EXCERPTED PASSAGE
Files
microdao-daarion/services/parser-service/app/schemas.py
Apple d3c701f3ff feat: add qa_build mode, tests, and region mode support
Router Configuration:
- Add mode='qa_build' routing rule in router-config.yml
- Priority 8, uses local_qwen3_8b for Q&A generation

2-Stage Q&A Pipeline Tests:
- Create test_qa_pipeline.py with comprehensive tests
- Test prompt building, JSON parsing, router integration
- Mock DAGI Router responses for testing

Region Mode (Grounding OCR):
- Add region_bbox and region_page parameters to ParseRequest
- Support region mode in local_runtime with bbox in prompt
- Update endpoints to accept region parameters (x, y, width, height, page)
- Validate region parameters and filter pages for region mode
- Pass region_bbox through inference pipeline

Updates:
- Update local_runtime to support region_bbox in prompts
- Update inference.py to pass region_bbox to local_runtime
- Update endpoints.py to handle region mode parameters
2025-11-16 04:26:35 -08:00

144 lines
5.7 KiB
Python

"""

DATA PROVIDED
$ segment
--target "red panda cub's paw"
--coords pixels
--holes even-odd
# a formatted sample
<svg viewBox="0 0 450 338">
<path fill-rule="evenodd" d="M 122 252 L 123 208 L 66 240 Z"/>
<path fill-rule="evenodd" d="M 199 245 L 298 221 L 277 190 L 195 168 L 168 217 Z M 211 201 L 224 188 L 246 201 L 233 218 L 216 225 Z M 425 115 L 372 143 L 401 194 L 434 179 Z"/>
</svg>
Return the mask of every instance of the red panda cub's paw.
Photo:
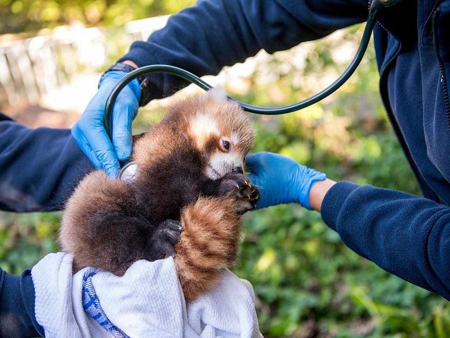
<svg viewBox="0 0 450 338">
<path fill-rule="evenodd" d="M 175 256 L 175 245 L 184 230 L 181 222 L 167 220 L 161 222 L 147 244 L 144 258 L 150 262 Z"/>
<path fill-rule="evenodd" d="M 236 210 L 244 214 L 256 208 L 260 192 L 250 179 L 242 174 L 230 172 L 224 175 L 218 187 L 219 196 L 227 196 L 236 200 Z"/>
<path fill-rule="evenodd" d="M 182 213 L 184 228 L 174 260 L 186 302 L 216 282 L 238 254 L 240 224 L 232 198 L 199 198 Z"/>
</svg>

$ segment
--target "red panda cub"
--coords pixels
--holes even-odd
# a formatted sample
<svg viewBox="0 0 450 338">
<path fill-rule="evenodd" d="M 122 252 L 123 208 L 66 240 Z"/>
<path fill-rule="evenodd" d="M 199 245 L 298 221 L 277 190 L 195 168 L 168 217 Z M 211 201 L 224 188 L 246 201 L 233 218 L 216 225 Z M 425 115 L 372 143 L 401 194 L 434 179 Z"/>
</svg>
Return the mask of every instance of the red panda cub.
<svg viewBox="0 0 450 338">
<path fill-rule="evenodd" d="M 86 266 L 122 276 L 134 262 L 172 256 L 187 302 L 217 281 L 238 250 L 240 216 L 259 192 L 244 175 L 254 130 L 214 89 L 170 106 L 136 140 L 134 180 L 88 174 L 66 205 L 60 240 Z"/>
</svg>

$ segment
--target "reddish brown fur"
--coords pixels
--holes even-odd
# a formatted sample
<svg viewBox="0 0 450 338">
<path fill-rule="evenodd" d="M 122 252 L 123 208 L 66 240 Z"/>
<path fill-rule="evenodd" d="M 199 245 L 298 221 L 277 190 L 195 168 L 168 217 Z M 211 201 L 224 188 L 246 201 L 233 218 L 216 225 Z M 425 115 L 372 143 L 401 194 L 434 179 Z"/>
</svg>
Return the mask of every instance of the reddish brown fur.
<svg viewBox="0 0 450 338">
<path fill-rule="evenodd" d="M 190 129 L 199 112 L 220 129 L 202 143 Z M 239 106 L 210 95 L 190 98 L 170 108 L 136 141 L 134 182 L 110 180 L 102 170 L 85 178 L 66 204 L 60 236 L 63 250 L 74 255 L 74 272 L 90 266 L 121 276 L 138 260 L 162 258 L 154 256 L 152 236 L 164 221 L 180 220 L 184 230 L 174 260 L 186 300 L 213 285 L 237 254 L 240 212 L 258 199 L 253 187 L 252 198 L 247 190 L 244 196 L 232 190 L 236 182 L 250 189 L 242 175 L 205 176 L 208 156 L 217 148 L 212 144 L 232 134 L 239 136 L 243 158 L 253 146 L 254 130 Z"/>
<path fill-rule="evenodd" d="M 220 269 L 234 262 L 240 224 L 232 198 L 202 198 L 182 214 L 184 231 L 175 263 L 186 302 L 217 282 Z"/>
</svg>

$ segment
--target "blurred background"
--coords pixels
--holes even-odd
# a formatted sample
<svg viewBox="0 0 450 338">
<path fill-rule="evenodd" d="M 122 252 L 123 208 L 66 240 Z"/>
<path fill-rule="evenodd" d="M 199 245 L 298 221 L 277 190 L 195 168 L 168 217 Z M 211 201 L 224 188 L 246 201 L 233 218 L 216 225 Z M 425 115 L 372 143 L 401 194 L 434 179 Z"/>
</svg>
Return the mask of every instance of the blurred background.
<svg viewBox="0 0 450 338">
<path fill-rule="evenodd" d="M 32 128 L 70 128 L 102 72 L 136 40 L 194 0 L 0 0 L 0 108 Z M 254 104 L 287 104 L 330 84 L 356 50 L 362 26 L 206 77 Z M 252 116 L 255 152 L 289 156 L 335 180 L 420 194 L 378 92 L 371 46 L 336 93 L 300 112 Z M 190 86 L 177 94 L 198 92 Z M 158 121 L 172 98 L 142 108 L 134 130 Z M 0 266 L 12 274 L 58 250 L 60 213 L 0 212 Z M 450 332 L 444 298 L 347 248 L 316 212 L 272 207 L 245 217 L 234 268 L 256 294 L 268 337 L 437 337 Z"/>
</svg>

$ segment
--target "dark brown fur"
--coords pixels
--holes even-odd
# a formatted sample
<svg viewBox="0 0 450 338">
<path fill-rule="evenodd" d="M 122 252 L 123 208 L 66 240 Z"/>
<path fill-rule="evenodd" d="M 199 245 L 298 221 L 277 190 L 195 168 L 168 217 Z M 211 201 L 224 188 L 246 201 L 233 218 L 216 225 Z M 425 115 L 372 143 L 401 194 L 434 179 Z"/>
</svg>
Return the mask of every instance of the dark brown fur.
<svg viewBox="0 0 450 338">
<path fill-rule="evenodd" d="M 216 122 L 220 135 L 192 131 L 199 112 Z M 186 300 L 213 285 L 220 269 L 236 258 L 240 214 L 258 197 L 241 174 L 218 179 L 205 174 L 220 137 L 232 134 L 238 135 L 236 146 L 244 156 L 254 131 L 236 104 L 210 94 L 190 98 L 172 107 L 136 141 L 134 182 L 110 180 L 102 170 L 88 175 L 66 204 L 60 234 L 63 250 L 74 255 L 74 272 L 90 266 L 122 276 L 136 260 L 163 258 L 174 246 Z"/>
</svg>

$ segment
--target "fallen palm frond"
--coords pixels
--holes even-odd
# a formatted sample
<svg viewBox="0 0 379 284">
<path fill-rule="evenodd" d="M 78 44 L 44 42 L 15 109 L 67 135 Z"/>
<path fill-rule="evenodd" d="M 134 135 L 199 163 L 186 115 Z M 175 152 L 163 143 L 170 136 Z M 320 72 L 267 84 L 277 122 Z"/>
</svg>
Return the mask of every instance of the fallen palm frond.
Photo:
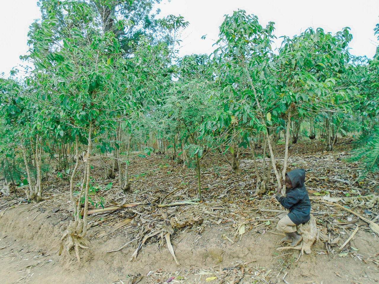
<svg viewBox="0 0 379 284">
<path fill-rule="evenodd" d="M 136 216 L 137 216 L 137 214 L 135 214 L 131 217 L 129 217 L 128 218 L 127 218 L 126 219 L 122 220 L 122 221 L 120 222 L 119 222 L 116 225 L 114 226 L 111 229 L 108 230 L 108 231 L 106 232 L 104 232 L 101 234 L 99 234 L 97 235 L 97 237 L 98 238 L 101 238 L 102 237 L 104 237 L 104 236 L 111 234 L 117 229 L 119 229 L 122 227 L 123 227 L 127 224 L 129 224 Z"/>
</svg>

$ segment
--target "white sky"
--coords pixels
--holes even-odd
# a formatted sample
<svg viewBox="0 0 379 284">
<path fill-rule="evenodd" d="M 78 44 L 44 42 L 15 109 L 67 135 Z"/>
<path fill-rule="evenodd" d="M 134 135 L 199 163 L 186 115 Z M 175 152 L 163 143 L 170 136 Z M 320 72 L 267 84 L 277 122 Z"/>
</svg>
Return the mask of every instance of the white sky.
<svg viewBox="0 0 379 284">
<path fill-rule="evenodd" d="M 19 57 L 28 50 L 29 26 L 40 15 L 36 3 L 2 1 L 0 73 L 5 72 L 6 76 L 13 67 L 23 64 Z M 372 58 L 378 45 L 373 31 L 379 22 L 378 0 L 162 0 L 159 7 L 160 17 L 180 14 L 190 22 L 182 34 L 181 56 L 212 52 L 224 15 L 238 8 L 256 15 L 262 25 L 275 22 L 278 37 L 298 34 L 310 27 L 321 27 L 333 33 L 349 27 L 353 37 L 349 45 L 352 54 Z M 201 39 L 205 34 L 206 39 Z M 276 43 L 279 46 L 281 42 L 278 39 Z"/>
</svg>

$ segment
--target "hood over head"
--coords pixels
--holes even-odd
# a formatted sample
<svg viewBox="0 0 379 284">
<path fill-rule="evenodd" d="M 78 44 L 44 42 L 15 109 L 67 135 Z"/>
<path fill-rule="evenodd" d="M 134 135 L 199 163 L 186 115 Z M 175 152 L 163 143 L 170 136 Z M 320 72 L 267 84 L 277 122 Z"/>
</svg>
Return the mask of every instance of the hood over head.
<svg viewBox="0 0 379 284">
<path fill-rule="evenodd" d="M 288 172 L 286 174 L 291 180 L 292 188 L 301 187 L 305 180 L 305 171 L 302 169 L 297 169 Z"/>
</svg>

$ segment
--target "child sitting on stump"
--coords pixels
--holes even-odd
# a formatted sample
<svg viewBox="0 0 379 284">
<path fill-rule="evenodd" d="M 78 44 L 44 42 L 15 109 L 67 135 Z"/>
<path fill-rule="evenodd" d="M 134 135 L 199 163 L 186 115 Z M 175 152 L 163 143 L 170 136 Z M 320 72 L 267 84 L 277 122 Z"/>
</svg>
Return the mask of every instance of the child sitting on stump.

WHAT TO WORK ON
1. Edit the commit message: rewrite everything from "2-Stage Q&A Pipeline" down to "width, height, page)", putting "ParseQuery" in place of "ParseRequest".
2. According to the commit message, which model does the qa_build routing rule use for Q&A generation?

CORRECT ANSWERS
1.
2-Stage Q&A Pipeline Tests:
- Create test_qa_pipeline.py with comprehensive tests
- Test prompt building, JSON parsing, router integration
- Mock DAGI Router responses for testing

Region Mode (Grounding OCR):
- Add region_bbox and region_page parameters to ParseQuery
- Support region mode in local_runtime with bbox in prompt
- Update endpoints to accept region parameters (x, y, width, height, page)

2. local_qwen3_8b